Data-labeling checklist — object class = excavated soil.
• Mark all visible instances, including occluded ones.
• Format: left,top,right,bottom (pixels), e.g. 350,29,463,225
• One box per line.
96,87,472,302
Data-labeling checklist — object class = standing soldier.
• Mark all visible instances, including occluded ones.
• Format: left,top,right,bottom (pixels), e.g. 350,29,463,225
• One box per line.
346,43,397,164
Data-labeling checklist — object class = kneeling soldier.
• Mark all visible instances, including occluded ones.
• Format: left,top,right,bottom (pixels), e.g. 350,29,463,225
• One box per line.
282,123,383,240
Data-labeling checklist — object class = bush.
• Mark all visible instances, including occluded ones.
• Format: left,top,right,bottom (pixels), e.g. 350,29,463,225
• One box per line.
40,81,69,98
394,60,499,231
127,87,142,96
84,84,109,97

──────────

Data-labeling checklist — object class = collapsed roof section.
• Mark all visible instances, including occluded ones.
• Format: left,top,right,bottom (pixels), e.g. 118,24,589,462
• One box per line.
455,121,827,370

──────────

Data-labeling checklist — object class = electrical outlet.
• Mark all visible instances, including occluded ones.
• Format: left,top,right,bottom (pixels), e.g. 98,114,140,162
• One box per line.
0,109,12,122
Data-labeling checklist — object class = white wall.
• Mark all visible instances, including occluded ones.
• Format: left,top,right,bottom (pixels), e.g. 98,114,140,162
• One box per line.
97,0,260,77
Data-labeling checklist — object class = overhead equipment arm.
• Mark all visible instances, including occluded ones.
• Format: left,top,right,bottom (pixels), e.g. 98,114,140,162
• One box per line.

──────────

- **DIRECTION**
Recast the rows from the line with "Data-labeling checklist — object class = excavated" to the line with "282,123,383,240", both included, as a JSON list of strings with one string per line and blank lines left out.

- **TASK ANSWER**
[
  "Data-labeling checklist — object class = excavated soil.",
  "• Mark all visible instances, including occluded ones.",
  "• Format: left,top,right,bottom (pixels), e.g. 350,29,463,225",
  "• One box per line.",
  "96,87,472,302",
  "Data-labeling checklist — object class = standing soldier.",
  "• Mark all visible instances, including occluded ones.",
  "• Format: left,top,right,bottom (pixels), e.g. 350,29,463,225",
  "• One box per line.",
  "346,43,397,164",
  "Data-labeling checklist — object class = kneeling soldier.",
  "• Mark all visible instances, including occluded ones.",
  "• Format: left,top,right,bottom (pixels), e.g. 350,29,463,225",
  "• One box per line.",
  "282,123,383,240"
]